Stated goal:
Reproduce every one of the records below word for word, with each line kept unchanged.

Provided data:
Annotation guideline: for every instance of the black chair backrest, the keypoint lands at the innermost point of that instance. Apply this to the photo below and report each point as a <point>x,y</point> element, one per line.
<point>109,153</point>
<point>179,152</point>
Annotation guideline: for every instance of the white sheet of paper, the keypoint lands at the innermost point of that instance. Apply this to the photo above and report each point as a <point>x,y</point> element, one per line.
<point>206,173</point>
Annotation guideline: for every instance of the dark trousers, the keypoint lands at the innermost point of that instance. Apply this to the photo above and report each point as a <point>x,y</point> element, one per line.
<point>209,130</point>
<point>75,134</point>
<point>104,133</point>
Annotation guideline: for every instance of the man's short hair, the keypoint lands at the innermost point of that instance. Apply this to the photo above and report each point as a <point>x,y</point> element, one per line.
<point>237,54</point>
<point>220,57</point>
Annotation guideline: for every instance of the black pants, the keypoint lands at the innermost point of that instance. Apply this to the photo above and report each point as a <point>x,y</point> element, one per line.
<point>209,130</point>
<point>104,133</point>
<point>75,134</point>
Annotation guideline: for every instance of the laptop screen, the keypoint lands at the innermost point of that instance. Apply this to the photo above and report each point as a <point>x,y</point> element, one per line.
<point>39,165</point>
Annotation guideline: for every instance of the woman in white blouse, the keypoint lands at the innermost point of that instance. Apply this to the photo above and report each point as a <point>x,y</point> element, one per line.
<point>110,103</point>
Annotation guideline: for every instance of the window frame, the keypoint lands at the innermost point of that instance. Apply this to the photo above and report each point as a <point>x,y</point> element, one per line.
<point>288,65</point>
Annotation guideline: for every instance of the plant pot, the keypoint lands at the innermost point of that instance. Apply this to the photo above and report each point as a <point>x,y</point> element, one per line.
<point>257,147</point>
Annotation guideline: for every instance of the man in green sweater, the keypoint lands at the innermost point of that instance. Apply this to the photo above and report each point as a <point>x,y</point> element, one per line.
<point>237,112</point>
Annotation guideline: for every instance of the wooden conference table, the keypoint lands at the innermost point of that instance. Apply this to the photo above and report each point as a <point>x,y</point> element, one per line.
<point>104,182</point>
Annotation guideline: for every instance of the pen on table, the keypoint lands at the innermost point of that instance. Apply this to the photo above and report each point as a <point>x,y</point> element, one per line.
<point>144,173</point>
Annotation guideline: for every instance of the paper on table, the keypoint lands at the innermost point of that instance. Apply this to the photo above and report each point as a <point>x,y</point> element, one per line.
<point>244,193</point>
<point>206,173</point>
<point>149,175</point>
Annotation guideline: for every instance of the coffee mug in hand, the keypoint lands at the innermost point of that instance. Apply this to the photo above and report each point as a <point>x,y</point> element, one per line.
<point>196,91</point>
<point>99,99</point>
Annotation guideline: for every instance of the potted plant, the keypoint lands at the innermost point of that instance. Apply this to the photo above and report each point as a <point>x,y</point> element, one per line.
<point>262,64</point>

Answer in full:
Annotation guideline: for every instance of the black chair backrest, the keypoint lands at the innermost point of that instance. Apply this to the photo below and report each point as a <point>x,y</point> element, one per line.
<point>109,153</point>
<point>179,152</point>
Annotation guideline: for every instance of the white sheet of paper, the keypoint lands at the innermost point of that instance. Apply this to the photo above and report each point as a <point>x,y</point> element, one per line.
<point>206,173</point>
Annotation guideline: for every instance of the dark trousers, the keypoint lands at the innermost point of that instance. Apply this to the photo above and report each point as a <point>x,y</point> element, one per line.
<point>209,130</point>
<point>75,134</point>
<point>104,133</point>
Annotation guideline: for every instance of the man's short hair, the keypoint lands at the innermost point of that instance. Apply this to the photo above and report each point as a <point>x,y</point> element, one per line.
<point>237,54</point>
<point>220,57</point>
Annotation guideline: for every instance of the black pants, the keypoint lands at the innermost point of that instance. Apply this to the photo above and report each point as a <point>x,y</point> element, one per line.
<point>209,130</point>
<point>104,133</point>
<point>75,134</point>
Annotation guideline: for every instance of the laptop screen, the keypoint lands at the innermost point of that instance. Apply this to the photo above and report each point as a <point>x,y</point> element, one per line.
<point>39,165</point>
Annotation guideline: for every instance of the woman in white blouse, the keypoint lands at the innermost point of that instance. Apply this to the photo above and report each point as a <point>x,y</point> element, one per line.
<point>110,103</point>
Annotation guideline: for every instance of the window frame, the keypoint lands at the innermost point of that instance. Apply this to the photo above and report each point as a <point>x,y</point> element, one per line.
<point>288,65</point>
Annotation guideline: for every instance of the plant pot, the keypoint lands at the innermost point of that instance. Apply this to the photo above and report each point as a <point>x,y</point> element, one per line.
<point>257,147</point>
Annotation guideline: for every instance of the man in green sweater, the keypoint lands at the innermost point of that instance. Apply this to the photo above and report each point as a <point>x,y</point> element, one per line.
<point>237,112</point>
Annotation guideline: for every instance of the wooden conference table, the keypoint lands at the innermost point of that instance. Apply this to the photo above and report each point as a <point>x,y</point> element, one per line.
<point>104,182</point>
Annotation guideline: for every instance of the pen on table, the keypoint lands at the innermost point of that instance. Apply this to the photo above and report each point as a <point>x,y</point> element, one per line.
<point>144,173</point>
Annotation guideline: for every instance of the paper on table, the keypoint lands at the innermost point of that instance. Apply this to the photo above and report each point as a <point>x,y</point> element, one per line.
<point>244,193</point>
<point>206,173</point>
<point>149,175</point>
Annotation guideline: for every instance of the coffee mug in hand, the keypoint lands at the innermost point of that instance. Apply this to the photo above and report each point as a <point>x,y</point> element, one per line.
<point>196,91</point>
<point>99,99</point>
Annotation guideline: for every instance of the potted plant, the keypoint lands at the innermost point of that instance. Apply this to the photo above and report each point as a <point>x,y</point> element, one per line.
<point>262,64</point>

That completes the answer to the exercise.